** TEXTE FOURNI **
════

Voici notre situation : notre propre histoire de la sexualité est comme de la science-fiction. Nous avons besoin de regarder et de connaître notre histoire pour pouvoir faire, dans une démarche foucaldienne, une archéologie du présent. Je dirais que l’apparition du corps trans et non-binaire dans la mode marque un point d’inflexion : c’est la reconnaissance aussi d’une forme de vie non-binaire, des usages des corps non déterminés par les codes normatifs du genre et de la sexualité. Et donc, pour revenir à votre question, c’est comme philosophe trans que j’ai joué dans ce film à côté d’autres corps non-binaires et trans. (…) La production d’images est un espace d’action politique.
“Je suis passé de la culture catholique espagnole de mon enfance à la culture lesbienne radicale : ça a été quasiment comme ma première transition, avant ma transition de genre”
Pouvez-vous me parler de votre rapport au vêtement ?
Ma mère travaillait pour une entreprise qui faisait des robes de mariée, c’était mon univers d’enfance – il y avait des toiles, des tissus chez moi, je jouais avec tout ça quand j’étais enfant. Mais, indirectement, j’ai souffert de ça aussi, car ma mère prenait beaucoup de plaisir à m’habiller un peu comme si j’étais sa poupée, et moi je détestais ça. Alors j’ai dû m’éloigner de mon contexte de famille et de l’Espagne pour commencer à prendre mes distances vis-à-vis de la façon dont j’étais habillé enfant et adolescent.

════

** Enregistrements d'annotation **
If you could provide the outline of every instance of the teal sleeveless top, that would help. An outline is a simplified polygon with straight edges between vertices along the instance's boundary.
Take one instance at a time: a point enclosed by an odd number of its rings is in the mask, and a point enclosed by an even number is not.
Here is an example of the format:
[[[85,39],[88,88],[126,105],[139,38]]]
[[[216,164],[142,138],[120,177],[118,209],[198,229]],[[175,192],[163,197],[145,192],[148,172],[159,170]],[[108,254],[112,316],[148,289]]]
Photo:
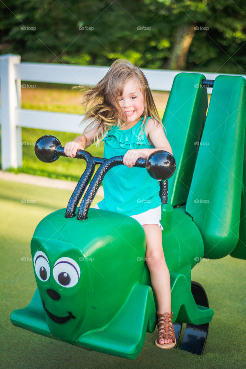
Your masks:
[[[150,117],[148,117],[147,122]],[[124,155],[131,149],[155,148],[148,141],[145,132],[138,137],[143,117],[128,130],[122,131],[112,126],[103,141],[103,157]],[[98,205],[100,209],[126,215],[136,215],[161,204],[159,182],[151,177],[144,168],[128,168],[124,165],[109,170],[103,181],[104,199]]]

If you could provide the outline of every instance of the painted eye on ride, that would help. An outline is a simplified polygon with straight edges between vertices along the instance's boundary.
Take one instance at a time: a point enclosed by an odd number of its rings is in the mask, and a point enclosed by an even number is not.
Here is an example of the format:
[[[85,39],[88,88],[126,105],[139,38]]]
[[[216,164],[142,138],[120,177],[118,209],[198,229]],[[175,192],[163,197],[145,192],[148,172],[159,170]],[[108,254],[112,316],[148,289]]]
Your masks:
[[[78,264],[71,258],[61,258],[56,262],[53,275],[56,282],[64,287],[73,287],[80,276]]]
[[[48,258],[42,251],[37,251],[34,258],[35,272],[40,280],[45,282],[49,278],[50,268]]]

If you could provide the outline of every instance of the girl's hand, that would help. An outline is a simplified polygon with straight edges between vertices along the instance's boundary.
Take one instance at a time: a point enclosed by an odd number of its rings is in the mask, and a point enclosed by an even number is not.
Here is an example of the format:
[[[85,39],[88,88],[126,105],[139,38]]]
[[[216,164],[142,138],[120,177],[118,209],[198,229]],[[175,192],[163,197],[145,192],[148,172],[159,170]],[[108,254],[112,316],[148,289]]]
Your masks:
[[[79,149],[84,150],[81,143],[75,141],[67,142],[64,148],[64,152],[68,158],[74,158]]]
[[[136,163],[136,162],[140,158],[147,159],[148,155],[144,149],[141,149],[129,150],[124,155],[123,163],[129,168],[132,168]]]

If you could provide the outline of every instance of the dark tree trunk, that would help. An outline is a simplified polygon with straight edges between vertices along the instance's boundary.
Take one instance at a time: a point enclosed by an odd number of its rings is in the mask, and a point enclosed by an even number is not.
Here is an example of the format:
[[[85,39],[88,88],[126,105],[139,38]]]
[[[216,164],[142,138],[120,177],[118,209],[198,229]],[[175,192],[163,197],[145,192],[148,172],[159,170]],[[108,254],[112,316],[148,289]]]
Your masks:
[[[182,70],[184,69],[188,51],[195,34],[195,25],[193,24],[181,26],[176,29],[171,52],[171,59],[166,65],[165,69]]]

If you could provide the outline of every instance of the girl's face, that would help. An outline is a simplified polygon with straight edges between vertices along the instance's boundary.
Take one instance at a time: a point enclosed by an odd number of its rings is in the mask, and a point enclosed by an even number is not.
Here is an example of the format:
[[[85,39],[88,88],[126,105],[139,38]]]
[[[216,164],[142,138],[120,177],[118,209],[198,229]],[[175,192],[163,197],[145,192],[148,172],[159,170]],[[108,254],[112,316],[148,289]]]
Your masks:
[[[144,112],[144,103],[139,84],[135,80],[130,79],[126,84],[119,102],[127,117],[127,123],[137,123]]]

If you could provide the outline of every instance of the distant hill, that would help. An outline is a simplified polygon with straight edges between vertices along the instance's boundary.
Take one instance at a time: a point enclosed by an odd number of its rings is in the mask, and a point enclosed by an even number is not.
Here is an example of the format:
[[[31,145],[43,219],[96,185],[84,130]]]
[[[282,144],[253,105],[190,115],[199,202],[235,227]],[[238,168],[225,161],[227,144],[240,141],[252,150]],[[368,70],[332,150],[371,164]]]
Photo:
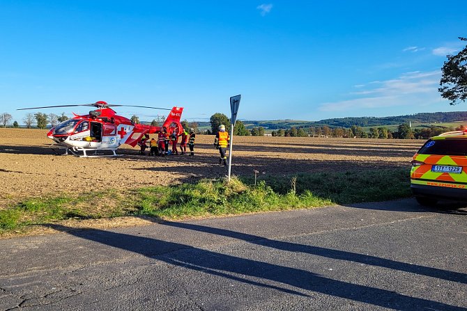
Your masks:
[[[420,113],[413,115],[397,115],[393,117],[358,117],[325,119],[319,121],[300,121],[294,120],[277,120],[272,121],[242,120],[245,127],[251,129],[263,127],[267,129],[286,129],[292,127],[309,127],[328,125],[330,127],[351,127],[352,125],[360,127],[381,127],[400,125],[402,123],[445,123],[467,120],[467,111]],[[199,122],[201,123],[201,122]],[[204,123],[204,122],[203,122]],[[206,125],[209,125],[209,122]]]

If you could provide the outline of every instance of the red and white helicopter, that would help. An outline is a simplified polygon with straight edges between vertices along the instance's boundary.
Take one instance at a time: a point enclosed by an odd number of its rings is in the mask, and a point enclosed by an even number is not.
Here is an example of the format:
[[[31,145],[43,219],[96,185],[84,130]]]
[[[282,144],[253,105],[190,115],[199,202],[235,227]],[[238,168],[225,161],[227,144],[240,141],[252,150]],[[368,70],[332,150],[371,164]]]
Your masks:
[[[89,111],[88,115],[79,115],[73,113],[73,118],[52,127],[47,134],[54,142],[51,147],[65,149],[65,154],[68,154],[70,152],[77,157],[116,157],[118,154],[116,150],[121,145],[126,143],[135,147],[144,136],[159,133],[163,127],[169,134],[176,129],[178,133],[183,131],[180,123],[183,107],[168,109],[144,106],[108,104],[105,102],[96,102],[95,104],[48,106],[17,110],[77,106],[91,106],[97,109]],[[118,115],[110,106],[164,109],[170,110],[170,113],[162,127],[155,127],[135,124],[130,119]],[[111,151],[112,154],[106,155],[105,153],[98,153],[105,150]],[[88,154],[88,152],[93,153]]]

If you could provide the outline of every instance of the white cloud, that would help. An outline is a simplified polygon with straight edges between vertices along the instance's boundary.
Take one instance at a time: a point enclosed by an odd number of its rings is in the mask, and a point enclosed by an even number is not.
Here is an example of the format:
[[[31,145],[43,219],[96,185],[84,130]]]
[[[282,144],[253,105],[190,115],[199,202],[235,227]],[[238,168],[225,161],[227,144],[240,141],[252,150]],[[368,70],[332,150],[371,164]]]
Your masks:
[[[272,3],[263,3],[260,6],[257,6],[257,9],[259,10],[260,14],[261,16],[265,16],[266,14],[269,13],[273,9]]]
[[[404,73],[397,79],[369,82],[368,88],[350,95],[357,98],[323,103],[319,110],[352,111],[400,106],[421,107],[440,101],[438,85],[441,76],[439,70],[411,72]]]
[[[402,51],[410,51],[412,53],[418,52],[419,51],[423,51],[425,49],[424,47],[406,47],[402,50]]]

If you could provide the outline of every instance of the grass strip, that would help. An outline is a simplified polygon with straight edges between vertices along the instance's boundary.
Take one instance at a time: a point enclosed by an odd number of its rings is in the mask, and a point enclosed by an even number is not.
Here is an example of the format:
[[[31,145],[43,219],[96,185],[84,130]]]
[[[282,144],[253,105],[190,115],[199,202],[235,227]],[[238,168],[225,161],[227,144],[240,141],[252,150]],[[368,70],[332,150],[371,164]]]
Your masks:
[[[34,198],[0,210],[0,233],[70,218],[164,219],[310,208],[410,196],[405,168],[203,180],[193,184]]]

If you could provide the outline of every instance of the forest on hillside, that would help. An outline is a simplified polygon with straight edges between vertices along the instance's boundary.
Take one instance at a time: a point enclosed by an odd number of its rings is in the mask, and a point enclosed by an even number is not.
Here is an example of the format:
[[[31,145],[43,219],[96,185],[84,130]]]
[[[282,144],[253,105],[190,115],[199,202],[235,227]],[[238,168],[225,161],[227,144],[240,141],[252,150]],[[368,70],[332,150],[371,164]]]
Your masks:
[[[420,113],[413,115],[397,115],[392,117],[347,117],[326,119],[319,121],[298,121],[293,120],[280,120],[270,121],[243,121],[245,127],[263,127],[268,129],[286,129],[292,127],[309,127],[328,125],[330,127],[378,127],[397,125],[402,123],[441,123],[467,120],[467,111]]]

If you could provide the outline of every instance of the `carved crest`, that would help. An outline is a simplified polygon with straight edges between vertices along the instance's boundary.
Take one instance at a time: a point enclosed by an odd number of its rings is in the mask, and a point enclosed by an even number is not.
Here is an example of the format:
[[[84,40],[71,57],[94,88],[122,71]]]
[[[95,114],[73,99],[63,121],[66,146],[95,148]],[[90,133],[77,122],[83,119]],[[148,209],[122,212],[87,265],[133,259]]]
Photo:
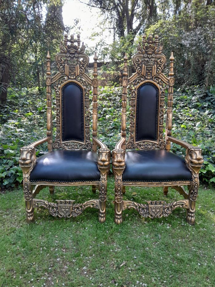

════

** EXERCICES **
1: Dans le paragraphe de l'entretien qui commence par « Ma mère travaillait », relevez tous les articles textiles mentionnés.
2: Recopiez tout le passage de l'entretien qui va de « Voici notre situation » jusqu'à « espace d’action politique. ».
La liste n'a aucun rapport avec l'entretien.

** CORRIGÉS **
1: robes de mariée, toiles, tissus

2:
Voici notre situation : notre propre histoire de la sexualité est comme de la science-fiction. Nous avons besoin de regarder et de connaître notre histoire pour pouvoir faire, dans une démarche foucaldienne, une archéologie du présent. Je dirais que l’apparition du corps trans et non-binaire dans la mode marque un point d’inflexion : c’est la reconnaissance aussi d’une forme de vie non-binaire, des usages des corps non déterminés par les codes normatifs du genre et de la sexualité. Et donc, pour revenir à votre question, c’est comme philosophe trans que j’ai joué dans ce film à côté d’autres corps non-binaires et trans. (…) La production d’images est un espace d’action politique.